УСЛОВИЕ ЗАДАНИЯ
Перескажите в виде краткого списка абзац отрывка о Горьком и Бенедетто Кроче, который начинается словами «Но приземистый человек с умными глазами». Основные факты сохраните.

ИСХОДНЫЙ ОТРЫВОК
%%

Но эти молодые люди, для которых их "дело" было превыше всего, поначалу держались с Горьким довольно сурово - он сам со смехом рассказывал об этом на следующий день. "Как ты тут живешь, - заговорили они, едва войдя в красивую, удобную виллу, - словно какой-нибудь буржуй. И почему, собственно, ты не возвращаешься в Россию?" Горькому пришлось объяснить им все как можно подробнее. В сущности, эти смелые парни были настроены не так уж строго. Они просто хотели показать, что не питают никакого "почтения" к славе и судят о каждом прежде всего по его убеждениям. Они непринужденно расселись, пили чай, болтали и на прощание по очереди обняли его.
Стоило посмотреть, как великолепно Горький рассказывал об этой сцене: восхищаясь раскованностью и свободой нового поколения, без тени обиды на бесцеремонность этих людей. "До чего же мы были не похожи на них, повторял он без конца, - были забитые - были порывистые, но ни у кого не было уверенности в себе". Весь вечер глаза его сияли. И когда я сказал ему: "Вы, кажется, охотнее всего уехали бы с ними на родину", он взглянул на меня строго и удивленно: "Откуда вы знаете? Я и вправду до самой последней минуты все раздумывал, а не бросить ли мне все как есть - и книги, и рукописи, и работу - и уйти на пару недель в море с такими вот молодыми ребятами, на их судне. Я заново понял бы, что такое Россия. На расстоянии забывается самое лучшее, еще никто из нас не создавал ничего стоящего на чужбине".
* * *
Но Горький ошибался, когда называл Сорренто эмиграцией. Он мог в любой день вернуться домой - да так он и сделал. Ни сам он, ни его книги не были отвергнуты, как случилось с Мережковским - я встречал этого озлобленного неудачника в Париже - или сегодня с нами, с теми, у кого, по прекрасному выражению Грильпарцера, "две чужбины и ни одной родины", кто бесприютен в своем языке и гоним судьбой.
Нет, настоящего и притом своеобразного изгнанника я встретил в Неаполе: это был Бенедетто Кроче. Целые десятилетия он был духовным вождем молодежи, удостаивался, как сенатор и министр, всех почестей, какие могла оказать ему страна, - до тех пор, пока сопротивление фашизму не привело его к разрыву с Муссолини. Он отказался от всех своих постов и устранился от дел; но крайне правым ("бешеным") было мало этого, они хотели сломить его стойкость, а в случае неудачи - и проучить его. Студенты - теперь, в отличие от прежних времен, они повсюду стали штурмовым отрядом реакции осаждали его дом и били стекла.
Но приземистый человек с умными глазами и бородкой клинышком, похожий, скорее, на преуспевающего буржуа, не дал себя запугать. Он не покинул страну, он остался в своем доме за баррикадой из книг, невзирая на приглашения американских и прочих университетов. Он продолжал издавать журнал "Критика", придерживаясь прежнего направления, он печатал свои книги, и авторитет его был так велик, что по приказу Муссолини цензура, как правило нетерпимая, не трогала его, хотя с его учениками, с его соратниками было покончено.

%%

(Сохраненные записи данных)

%%

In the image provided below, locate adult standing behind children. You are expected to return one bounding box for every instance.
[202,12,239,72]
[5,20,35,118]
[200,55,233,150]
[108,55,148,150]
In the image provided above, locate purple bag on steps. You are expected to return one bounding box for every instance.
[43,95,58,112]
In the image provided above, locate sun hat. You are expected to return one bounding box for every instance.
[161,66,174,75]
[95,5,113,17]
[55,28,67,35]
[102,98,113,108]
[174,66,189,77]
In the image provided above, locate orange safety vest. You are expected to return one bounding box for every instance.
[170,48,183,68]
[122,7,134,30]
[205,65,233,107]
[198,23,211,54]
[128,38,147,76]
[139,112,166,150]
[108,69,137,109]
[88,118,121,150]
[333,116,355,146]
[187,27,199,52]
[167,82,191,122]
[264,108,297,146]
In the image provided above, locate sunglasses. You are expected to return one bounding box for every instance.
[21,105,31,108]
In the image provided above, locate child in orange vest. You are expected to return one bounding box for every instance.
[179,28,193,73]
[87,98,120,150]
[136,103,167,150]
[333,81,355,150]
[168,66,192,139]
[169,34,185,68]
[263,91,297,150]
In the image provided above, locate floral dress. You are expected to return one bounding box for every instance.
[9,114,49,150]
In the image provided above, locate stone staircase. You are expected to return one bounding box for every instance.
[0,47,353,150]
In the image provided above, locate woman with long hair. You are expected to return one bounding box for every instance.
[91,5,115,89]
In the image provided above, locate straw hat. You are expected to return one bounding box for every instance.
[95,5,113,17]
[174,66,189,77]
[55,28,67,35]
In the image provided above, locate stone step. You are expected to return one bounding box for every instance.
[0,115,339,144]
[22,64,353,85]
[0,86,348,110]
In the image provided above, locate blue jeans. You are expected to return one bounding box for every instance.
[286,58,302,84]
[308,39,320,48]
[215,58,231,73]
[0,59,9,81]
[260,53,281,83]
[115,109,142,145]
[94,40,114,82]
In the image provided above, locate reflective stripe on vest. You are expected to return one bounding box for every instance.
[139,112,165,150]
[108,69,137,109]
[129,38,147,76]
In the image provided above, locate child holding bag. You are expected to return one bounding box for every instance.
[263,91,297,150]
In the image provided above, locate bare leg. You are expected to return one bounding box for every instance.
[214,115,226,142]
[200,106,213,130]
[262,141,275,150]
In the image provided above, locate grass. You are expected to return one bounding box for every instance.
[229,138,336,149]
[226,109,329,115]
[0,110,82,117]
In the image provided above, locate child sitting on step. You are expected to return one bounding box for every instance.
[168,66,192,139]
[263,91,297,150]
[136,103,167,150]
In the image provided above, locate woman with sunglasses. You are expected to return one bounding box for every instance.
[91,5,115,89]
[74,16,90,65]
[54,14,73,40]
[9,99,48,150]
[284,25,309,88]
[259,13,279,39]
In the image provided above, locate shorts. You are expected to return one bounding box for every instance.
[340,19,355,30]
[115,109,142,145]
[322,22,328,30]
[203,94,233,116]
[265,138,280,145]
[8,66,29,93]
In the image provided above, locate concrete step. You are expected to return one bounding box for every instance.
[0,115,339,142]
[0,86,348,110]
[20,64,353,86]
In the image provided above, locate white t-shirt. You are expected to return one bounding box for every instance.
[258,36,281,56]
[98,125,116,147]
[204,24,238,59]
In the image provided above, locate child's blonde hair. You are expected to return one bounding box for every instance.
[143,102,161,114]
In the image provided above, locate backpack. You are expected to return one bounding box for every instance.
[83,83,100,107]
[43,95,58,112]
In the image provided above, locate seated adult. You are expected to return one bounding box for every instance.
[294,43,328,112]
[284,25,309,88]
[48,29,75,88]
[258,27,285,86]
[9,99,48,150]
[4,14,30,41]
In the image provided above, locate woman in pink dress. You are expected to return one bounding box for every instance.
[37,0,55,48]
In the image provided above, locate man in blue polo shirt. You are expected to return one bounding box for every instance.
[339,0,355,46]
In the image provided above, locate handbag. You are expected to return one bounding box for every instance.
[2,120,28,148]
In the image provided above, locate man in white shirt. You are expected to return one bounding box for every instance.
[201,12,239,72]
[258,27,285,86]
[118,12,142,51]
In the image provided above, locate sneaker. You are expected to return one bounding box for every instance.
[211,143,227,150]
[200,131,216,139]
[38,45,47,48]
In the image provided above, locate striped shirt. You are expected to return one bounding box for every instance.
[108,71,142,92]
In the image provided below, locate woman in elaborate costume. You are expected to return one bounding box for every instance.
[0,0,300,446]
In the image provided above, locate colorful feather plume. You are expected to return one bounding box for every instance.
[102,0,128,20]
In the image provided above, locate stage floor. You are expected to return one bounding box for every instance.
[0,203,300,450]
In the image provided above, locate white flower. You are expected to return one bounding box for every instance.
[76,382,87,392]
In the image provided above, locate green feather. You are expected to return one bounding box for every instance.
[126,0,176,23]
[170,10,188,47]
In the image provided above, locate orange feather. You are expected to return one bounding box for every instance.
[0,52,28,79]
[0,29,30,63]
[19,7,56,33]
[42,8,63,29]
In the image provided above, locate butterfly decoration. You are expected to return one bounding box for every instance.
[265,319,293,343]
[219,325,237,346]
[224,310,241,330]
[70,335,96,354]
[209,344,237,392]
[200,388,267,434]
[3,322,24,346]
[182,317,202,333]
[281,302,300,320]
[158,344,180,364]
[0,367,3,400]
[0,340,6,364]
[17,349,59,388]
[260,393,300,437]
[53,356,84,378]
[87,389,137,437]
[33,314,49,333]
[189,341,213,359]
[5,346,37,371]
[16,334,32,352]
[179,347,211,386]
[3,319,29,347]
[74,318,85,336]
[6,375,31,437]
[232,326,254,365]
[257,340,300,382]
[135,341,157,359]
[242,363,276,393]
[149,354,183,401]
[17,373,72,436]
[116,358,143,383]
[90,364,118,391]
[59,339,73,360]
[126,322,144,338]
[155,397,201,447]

%%

РЕШЕНИЕ ЗАДАНИЯ
- Кроче был приземистым человеком с умными глазами и бородкой клинышком, похожим скорее на преуспевающего буржуа. Он не дал себя запугать.
- Несмотря на приглашения американских и других университетов, он не покинул страну и остался в своем доме за баррикадой из книг.
- Он продолжал издавать журнал «Критика» в прежнем направлении и печатать свои книги.
- Его авторитет был так велик, что цензура по приказу Муссолини его не трогала, хотя с его учениками и соратниками было покончено.